Given exercise
Copy the following rows verbatim, everything from the line containing "Could you please drop a point on the saddle cloth" down to the line containing "<point>391,146</point>", including both of those lines.

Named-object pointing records
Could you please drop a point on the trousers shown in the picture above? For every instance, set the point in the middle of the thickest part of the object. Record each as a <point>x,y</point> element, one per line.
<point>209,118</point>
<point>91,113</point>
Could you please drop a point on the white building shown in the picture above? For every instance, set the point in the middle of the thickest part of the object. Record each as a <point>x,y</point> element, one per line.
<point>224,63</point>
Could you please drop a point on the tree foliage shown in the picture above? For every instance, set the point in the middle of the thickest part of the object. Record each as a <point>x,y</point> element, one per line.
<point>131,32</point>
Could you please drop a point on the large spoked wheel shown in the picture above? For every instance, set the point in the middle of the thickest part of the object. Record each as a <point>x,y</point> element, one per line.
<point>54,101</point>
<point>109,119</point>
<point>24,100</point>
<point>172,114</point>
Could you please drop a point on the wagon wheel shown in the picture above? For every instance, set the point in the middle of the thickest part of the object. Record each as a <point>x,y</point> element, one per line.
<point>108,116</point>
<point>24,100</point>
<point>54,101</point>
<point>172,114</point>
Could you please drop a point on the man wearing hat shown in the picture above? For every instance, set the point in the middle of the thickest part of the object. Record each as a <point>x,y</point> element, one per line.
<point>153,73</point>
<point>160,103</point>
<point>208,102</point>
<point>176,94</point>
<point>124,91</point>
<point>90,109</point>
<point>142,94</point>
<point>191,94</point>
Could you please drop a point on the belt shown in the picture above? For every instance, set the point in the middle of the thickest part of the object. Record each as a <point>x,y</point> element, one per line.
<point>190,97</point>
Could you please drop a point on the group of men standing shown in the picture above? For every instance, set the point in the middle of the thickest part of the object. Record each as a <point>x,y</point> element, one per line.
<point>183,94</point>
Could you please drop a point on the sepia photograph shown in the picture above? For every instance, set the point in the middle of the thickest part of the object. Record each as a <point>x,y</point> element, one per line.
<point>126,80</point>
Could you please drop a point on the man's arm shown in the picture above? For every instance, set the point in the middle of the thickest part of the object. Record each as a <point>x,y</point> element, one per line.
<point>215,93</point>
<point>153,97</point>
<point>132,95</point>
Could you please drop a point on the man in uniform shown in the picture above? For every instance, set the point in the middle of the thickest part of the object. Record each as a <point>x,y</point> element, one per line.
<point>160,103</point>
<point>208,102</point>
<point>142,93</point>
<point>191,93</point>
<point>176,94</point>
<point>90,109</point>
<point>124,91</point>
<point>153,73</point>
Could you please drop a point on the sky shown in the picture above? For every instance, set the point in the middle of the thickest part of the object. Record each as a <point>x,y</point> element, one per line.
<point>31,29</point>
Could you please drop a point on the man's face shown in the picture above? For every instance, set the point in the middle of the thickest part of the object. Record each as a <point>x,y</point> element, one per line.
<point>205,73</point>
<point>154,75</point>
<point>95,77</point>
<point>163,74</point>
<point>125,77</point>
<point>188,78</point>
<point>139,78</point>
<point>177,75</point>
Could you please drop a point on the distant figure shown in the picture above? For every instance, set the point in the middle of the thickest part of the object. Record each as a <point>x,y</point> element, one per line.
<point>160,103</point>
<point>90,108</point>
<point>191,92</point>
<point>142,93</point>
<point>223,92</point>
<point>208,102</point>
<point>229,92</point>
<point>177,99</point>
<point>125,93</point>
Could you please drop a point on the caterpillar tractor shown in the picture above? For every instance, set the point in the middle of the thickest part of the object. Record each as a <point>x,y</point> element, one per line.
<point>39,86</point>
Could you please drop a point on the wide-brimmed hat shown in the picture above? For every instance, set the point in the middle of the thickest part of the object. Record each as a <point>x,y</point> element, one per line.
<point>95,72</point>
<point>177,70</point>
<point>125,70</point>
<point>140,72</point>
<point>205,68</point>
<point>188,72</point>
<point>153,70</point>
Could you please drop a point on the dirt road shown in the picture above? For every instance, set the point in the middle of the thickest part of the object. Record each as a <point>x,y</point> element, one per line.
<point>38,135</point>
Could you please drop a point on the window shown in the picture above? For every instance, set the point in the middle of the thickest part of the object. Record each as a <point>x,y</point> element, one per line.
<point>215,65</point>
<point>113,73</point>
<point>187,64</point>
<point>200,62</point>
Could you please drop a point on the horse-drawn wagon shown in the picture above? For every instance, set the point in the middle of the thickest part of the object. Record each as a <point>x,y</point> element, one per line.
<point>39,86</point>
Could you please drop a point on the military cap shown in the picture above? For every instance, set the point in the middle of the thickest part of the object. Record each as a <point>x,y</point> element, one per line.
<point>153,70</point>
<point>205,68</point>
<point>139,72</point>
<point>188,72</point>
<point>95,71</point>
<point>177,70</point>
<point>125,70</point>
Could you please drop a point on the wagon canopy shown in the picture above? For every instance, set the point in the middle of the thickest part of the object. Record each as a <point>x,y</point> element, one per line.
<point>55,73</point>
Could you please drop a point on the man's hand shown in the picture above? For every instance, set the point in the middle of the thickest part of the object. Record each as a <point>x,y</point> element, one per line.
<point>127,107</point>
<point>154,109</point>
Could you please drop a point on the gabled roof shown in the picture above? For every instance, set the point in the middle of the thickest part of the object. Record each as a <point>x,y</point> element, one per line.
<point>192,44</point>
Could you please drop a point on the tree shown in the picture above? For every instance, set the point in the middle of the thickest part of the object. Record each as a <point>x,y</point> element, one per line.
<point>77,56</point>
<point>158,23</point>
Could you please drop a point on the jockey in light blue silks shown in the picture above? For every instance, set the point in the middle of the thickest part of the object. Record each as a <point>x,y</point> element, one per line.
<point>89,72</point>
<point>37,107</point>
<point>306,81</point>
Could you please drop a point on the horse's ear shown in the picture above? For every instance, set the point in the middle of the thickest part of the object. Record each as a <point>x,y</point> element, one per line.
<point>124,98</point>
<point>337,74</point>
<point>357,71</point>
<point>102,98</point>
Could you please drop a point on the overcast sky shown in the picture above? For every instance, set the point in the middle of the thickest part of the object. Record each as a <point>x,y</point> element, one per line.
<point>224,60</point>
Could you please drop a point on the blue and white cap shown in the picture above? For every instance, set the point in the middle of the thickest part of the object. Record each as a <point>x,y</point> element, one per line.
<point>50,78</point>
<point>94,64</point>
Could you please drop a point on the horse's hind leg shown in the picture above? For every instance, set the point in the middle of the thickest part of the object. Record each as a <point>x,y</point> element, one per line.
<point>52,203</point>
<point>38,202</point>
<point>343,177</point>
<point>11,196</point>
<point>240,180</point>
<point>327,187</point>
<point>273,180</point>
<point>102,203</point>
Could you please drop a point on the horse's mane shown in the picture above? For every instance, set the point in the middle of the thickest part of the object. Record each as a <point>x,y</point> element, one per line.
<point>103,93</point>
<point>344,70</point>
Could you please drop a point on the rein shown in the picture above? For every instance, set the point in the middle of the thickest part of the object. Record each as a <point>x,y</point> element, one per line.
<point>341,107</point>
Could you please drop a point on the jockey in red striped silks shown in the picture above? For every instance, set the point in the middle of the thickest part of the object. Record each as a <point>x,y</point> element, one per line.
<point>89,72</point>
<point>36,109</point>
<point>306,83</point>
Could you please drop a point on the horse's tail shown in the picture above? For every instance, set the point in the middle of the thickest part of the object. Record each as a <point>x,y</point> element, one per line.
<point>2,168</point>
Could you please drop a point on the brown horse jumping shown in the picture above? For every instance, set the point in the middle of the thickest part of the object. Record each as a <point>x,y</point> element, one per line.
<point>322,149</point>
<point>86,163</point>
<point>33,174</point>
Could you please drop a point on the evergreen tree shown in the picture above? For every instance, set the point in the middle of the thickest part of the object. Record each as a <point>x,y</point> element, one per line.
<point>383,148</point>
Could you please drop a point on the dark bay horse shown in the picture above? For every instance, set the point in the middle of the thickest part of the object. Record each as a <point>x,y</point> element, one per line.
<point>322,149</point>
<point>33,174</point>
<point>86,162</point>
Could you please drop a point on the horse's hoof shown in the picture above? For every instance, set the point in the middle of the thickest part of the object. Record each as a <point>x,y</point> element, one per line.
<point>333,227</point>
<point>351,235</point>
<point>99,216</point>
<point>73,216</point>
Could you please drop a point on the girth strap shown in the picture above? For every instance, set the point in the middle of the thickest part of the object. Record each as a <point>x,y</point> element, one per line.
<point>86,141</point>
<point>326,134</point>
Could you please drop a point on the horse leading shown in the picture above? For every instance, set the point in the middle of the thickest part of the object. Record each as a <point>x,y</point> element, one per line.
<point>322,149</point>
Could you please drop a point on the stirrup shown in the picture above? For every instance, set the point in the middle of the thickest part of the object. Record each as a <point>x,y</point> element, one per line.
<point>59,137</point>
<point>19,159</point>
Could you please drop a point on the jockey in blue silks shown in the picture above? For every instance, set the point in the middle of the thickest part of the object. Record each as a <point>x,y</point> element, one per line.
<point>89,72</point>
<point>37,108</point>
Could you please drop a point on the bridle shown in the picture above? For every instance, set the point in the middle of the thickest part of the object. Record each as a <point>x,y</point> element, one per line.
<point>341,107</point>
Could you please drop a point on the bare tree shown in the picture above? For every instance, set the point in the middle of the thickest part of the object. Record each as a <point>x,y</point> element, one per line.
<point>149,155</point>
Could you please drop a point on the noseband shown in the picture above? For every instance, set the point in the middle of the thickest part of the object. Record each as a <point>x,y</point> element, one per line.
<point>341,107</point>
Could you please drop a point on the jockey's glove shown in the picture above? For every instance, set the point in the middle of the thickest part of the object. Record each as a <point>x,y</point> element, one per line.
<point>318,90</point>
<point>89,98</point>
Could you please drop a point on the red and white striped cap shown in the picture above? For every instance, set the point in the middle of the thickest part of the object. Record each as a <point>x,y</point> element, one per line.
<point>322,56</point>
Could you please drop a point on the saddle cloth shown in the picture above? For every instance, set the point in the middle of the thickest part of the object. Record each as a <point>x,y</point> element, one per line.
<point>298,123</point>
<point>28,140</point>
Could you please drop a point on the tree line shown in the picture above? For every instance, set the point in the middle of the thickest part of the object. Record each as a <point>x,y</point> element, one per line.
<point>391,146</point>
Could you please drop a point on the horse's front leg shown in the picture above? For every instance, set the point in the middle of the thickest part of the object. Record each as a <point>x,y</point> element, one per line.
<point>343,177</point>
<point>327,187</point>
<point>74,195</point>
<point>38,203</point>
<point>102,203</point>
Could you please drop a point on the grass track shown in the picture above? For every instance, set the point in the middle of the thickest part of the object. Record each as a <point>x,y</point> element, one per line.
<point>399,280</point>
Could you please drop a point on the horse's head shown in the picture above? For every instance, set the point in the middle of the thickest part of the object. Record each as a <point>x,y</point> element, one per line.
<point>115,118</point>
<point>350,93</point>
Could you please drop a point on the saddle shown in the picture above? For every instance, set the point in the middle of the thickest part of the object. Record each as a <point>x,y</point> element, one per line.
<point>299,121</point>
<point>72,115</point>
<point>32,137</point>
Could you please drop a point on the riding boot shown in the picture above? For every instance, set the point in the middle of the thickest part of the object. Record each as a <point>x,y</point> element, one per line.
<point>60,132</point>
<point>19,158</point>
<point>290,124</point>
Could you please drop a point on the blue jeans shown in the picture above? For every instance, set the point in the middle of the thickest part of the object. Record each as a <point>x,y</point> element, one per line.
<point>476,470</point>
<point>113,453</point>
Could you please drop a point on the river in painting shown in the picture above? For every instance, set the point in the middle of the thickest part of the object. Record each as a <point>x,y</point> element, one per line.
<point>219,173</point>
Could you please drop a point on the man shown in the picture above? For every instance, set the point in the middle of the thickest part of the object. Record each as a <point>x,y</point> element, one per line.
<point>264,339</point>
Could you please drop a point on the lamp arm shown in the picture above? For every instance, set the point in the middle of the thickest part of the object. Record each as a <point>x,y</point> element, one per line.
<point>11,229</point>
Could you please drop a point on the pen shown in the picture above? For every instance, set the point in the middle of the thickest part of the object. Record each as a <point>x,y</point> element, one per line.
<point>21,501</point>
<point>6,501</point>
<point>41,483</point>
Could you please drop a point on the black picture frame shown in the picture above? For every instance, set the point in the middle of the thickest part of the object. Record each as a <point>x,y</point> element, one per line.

Solution to this problem
Could you please drop a point on the saddle cloth shown in the picture above? For every instance, set the point in the middle of the thickest part of the object. Record each as a <point>x,y</point> element, one per line.
<point>298,123</point>
<point>28,140</point>
Could you please drop a point on the tree line shown in the picture above? For every instance, set the point in the middle of the thickest part of the object. Record each as a <point>x,y</point> element, one per line.
<point>391,146</point>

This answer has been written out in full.